Entries supplied below:

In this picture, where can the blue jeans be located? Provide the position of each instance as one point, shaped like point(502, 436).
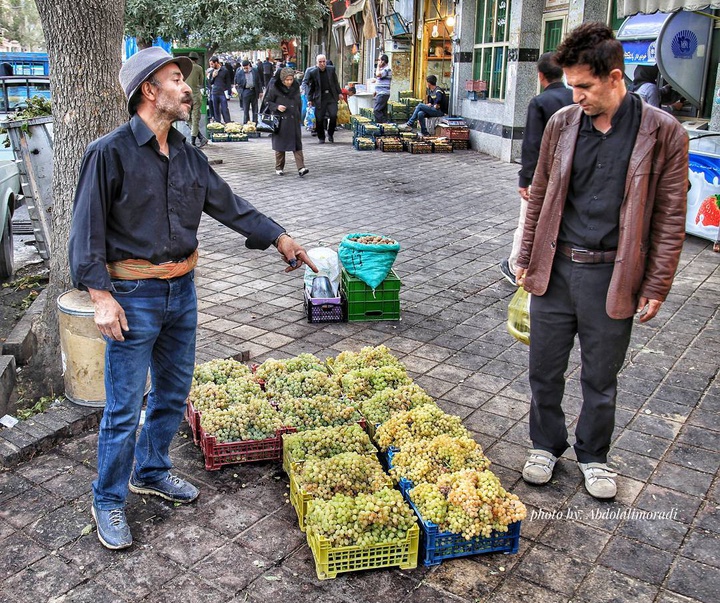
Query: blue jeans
point(421, 112)
point(162, 316)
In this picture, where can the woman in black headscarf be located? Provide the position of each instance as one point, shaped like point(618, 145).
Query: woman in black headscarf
point(283, 99)
point(645, 84)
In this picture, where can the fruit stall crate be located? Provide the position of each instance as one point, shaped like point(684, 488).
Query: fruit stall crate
point(300, 499)
point(362, 303)
point(436, 546)
point(323, 309)
point(218, 454)
point(330, 561)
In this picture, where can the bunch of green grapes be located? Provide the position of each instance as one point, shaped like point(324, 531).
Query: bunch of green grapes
point(256, 420)
point(427, 460)
point(363, 520)
point(325, 442)
point(318, 411)
point(383, 404)
point(303, 362)
point(468, 502)
point(420, 423)
point(209, 396)
point(219, 371)
point(363, 383)
point(367, 357)
point(303, 384)
point(348, 473)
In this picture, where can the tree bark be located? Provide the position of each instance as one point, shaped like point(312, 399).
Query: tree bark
point(84, 42)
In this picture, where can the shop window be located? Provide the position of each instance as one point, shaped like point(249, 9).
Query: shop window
point(490, 52)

End of Entries supplied.

*Action item*.
Every entry must be reproduced exactly, with the images left out.

*Exercise answer*.
In this picture, where can the blue jeans be located? Provide the position of each instance as one point, shaped like point(502, 436).
Query: blue jeans
point(421, 112)
point(162, 316)
In this picture, where can the woman in black headscarf be located? Provide the position of each instance as one point, shaped like point(618, 145).
Query: woman in black headscarf
point(283, 99)
point(645, 84)
In this picture, where can the fruit stall crate be located? Provide the position of each instance as one point, shaped like point(684, 488).
Query: fruit stall crate
point(300, 499)
point(362, 303)
point(436, 546)
point(323, 309)
point(218, 454)
point(330, 561)
In this picture, where can the bunch of green grapes be located? Provide the position of each instance as one point, shaped like point(324, 531).
Query: bunch of green grapes
point(256, 420)
point(427, 460)
point(363, 520)
point(325, 442)
point(318, 411)
point(383, 404)
point(303, 362)
point(468, 502)
point(420, 423)
point(209, 396)
point(219, 371)
point(363, 383)
point(367, 357)
point(303, 384)
point(348, 473)
In this picture, where can the tree bark be located? Provide the position of each instance as one point, shaped like point(312, 399).
Query: tree bark
point(84, 42)
In this picture, where can the shop window be located? Provide the position of each instance as one point, shaped like point(249, 9).
Query: shop window
point(490, 52)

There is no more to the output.